# GIVEN REQUEST A:
Could you repeat the entries below, from the first line of the entries up to and including the line with "If a ring sits"?

# TEXT PROVIDED:
— START —
Beyond the Book presents Sarah Kay

  • Written by David B. Clark

Positivity and excitement met attendees before they could even pass through the doors of the Northshore Performing Arts Center (18125 92nd Ave NE, Bothell, WA 98011) Tuesday, October 24th. The evening acted as the first Beyond the Book Speaker Series; a series dedicated to experiential learning that drives dialog from the classroom and parks it in the middle of the community. The Northshore Schools Foundation is very enthusiastic about this new project because it gets everyone involved: students, parents, teachers, and professionals alike. The evening focused on the spoken word poetry and educational expertise of Sarah Kay.

Katie Ruff, President of the Northshore Schools Foundation, began the evening by welcoming parents, students, and interested community members into the auditorium where she explained the mission of Beyond the Book before handing the stage to superintendent Dr. Michelle Reid. Reid, math-minded and highly analytical, was floored after previously seeing Kay perform some of her poems and had no difficulty understanding the young women’s ability to take control of a room. Dr. Reid went on to say that she and the Northshore Schools Foundation were committed to, “bringing in people who push our thinking.” Dr. Reid then introduced three Northshore School District staff members: Christy Clausen, Linda Laponte, and Leslie Connor. The three bounced off each other’s comments promoting Kay’s ability to connect with students and get them interested and excited about writing. Beyond mere excitement, they also stressed Kay’s skills to teach practical strategies to students in the classroom. Poetry is tough. The most successful of poets and students just learning the basics both understand this but the educators shared a salient observation when they said, “poetry lets students find their voice.” The floor was then graciously given to the evening’s highlight, Sarah Kay.

Kay holds a Master degree in the Art of Teaching Secondary English in addition to a wide array of academic accomplishments. She is the founder and co-director of Project V.O.I.C.E. an organization which uses spoken word poetry to educate and inspire. Credited with accolades and achievements, this project’s poets take to schools and promote empowerment, collaboration in the classroom and community, and creativity all over the world. Students learn creativity, critical thinking, and communication through Project V.O.I.C.E. while boosting their oral and written skills. Over 1,200 Northshore students are going to be able to have a Project V.O.I.C.E. experience.
— END —
# GIVEN REQUEST B:
Do these statements agree with the article on the Sarah Kay event? Answer yes or no for each, and quote the deciding words from the article.
(i) The event took place at the Northshore Performing Arts Center on a Tuesday.
(ii) Katie Ruff was the superintendent who introduced the three staff members.
(iii) Sarah Kay holds a doctorate in teaching.

# MATERIAL PROVIDED:
— START —
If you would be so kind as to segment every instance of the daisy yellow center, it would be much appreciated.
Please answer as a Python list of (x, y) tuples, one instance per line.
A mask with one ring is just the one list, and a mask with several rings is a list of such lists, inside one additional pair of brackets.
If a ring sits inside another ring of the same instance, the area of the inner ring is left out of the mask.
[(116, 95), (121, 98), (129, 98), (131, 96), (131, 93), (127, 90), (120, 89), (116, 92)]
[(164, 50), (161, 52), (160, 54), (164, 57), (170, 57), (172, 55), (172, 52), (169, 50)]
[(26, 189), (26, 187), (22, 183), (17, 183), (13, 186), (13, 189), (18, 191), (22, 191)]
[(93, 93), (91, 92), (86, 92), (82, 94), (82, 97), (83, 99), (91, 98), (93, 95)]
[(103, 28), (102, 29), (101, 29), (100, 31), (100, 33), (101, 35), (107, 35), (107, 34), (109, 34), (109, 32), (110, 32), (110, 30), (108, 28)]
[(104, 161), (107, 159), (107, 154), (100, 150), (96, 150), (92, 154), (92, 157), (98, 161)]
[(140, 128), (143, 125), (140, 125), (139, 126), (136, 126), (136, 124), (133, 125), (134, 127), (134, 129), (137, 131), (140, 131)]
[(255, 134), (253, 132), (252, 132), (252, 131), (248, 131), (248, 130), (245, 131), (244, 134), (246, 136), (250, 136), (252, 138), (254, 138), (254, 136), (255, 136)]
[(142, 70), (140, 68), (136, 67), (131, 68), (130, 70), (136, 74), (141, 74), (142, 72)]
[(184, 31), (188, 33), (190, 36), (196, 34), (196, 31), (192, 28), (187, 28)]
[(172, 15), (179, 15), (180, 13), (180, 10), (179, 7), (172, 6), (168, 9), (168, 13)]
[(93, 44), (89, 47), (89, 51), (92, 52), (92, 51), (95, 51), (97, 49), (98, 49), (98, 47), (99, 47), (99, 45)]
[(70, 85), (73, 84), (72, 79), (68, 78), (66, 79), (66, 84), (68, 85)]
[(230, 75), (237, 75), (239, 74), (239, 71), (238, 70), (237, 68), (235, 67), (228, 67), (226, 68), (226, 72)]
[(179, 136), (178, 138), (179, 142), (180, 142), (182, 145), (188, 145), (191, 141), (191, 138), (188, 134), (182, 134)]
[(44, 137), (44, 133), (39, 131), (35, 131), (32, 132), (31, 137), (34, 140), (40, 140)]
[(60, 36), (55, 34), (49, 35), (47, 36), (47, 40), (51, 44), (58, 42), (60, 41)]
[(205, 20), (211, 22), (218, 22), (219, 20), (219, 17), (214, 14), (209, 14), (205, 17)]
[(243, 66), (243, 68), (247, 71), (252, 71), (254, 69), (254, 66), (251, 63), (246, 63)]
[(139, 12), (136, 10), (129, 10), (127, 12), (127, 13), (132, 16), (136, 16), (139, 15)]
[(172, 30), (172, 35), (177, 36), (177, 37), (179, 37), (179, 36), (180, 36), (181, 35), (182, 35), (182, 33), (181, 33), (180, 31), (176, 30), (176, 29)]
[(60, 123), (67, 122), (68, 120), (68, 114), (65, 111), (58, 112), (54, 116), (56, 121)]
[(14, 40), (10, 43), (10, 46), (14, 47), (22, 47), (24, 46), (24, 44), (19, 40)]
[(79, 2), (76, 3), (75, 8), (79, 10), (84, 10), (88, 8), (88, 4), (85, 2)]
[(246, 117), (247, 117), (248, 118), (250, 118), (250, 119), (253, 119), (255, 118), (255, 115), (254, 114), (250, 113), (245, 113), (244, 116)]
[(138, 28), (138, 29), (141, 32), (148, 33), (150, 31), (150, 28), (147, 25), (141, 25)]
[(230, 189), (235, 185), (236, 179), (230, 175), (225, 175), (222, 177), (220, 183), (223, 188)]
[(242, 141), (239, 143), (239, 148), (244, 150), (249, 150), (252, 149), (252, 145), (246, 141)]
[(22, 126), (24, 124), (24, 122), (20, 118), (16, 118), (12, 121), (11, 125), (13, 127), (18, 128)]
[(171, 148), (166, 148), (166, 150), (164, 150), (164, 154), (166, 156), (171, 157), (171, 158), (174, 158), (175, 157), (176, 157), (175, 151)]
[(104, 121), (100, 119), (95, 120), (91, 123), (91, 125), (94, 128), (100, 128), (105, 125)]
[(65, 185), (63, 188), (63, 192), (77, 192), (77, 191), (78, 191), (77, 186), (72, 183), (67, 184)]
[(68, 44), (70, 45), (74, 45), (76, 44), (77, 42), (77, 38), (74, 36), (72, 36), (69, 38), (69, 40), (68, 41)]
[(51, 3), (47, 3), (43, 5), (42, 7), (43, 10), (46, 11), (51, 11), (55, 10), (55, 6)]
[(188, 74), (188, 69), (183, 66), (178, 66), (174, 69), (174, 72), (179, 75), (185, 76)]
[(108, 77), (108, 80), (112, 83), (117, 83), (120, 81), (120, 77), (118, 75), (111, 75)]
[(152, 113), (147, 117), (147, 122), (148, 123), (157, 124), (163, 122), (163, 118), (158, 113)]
— END —
# ANSWER A:
If you would be so kind as to segment every instance of the daisy yellow center, it would be much appreciated.
Please answer as a Python list of (x, y) tuples, one instance per line.
A mask with one ring is just the one list, and a mask with several rings is a list of such lists, inside one additional pair of brackets.
If a ring sits inside another ring of the same instance, the area of the inner ring is left out of the mask.

# ANSWER B:
(i) Yes: "Northshore Performing Arts Center (18125 92nd Ave NE, Bothell, WA 98011) Tuesday, October 24th"
(ii) No: "Katie Ruff, President of the Northshore Schools Foundation" and "superintendent Dr. Michelle Reid"
(iii) No: "Kay holds a Master degree in the Art of Teaching Secondary English"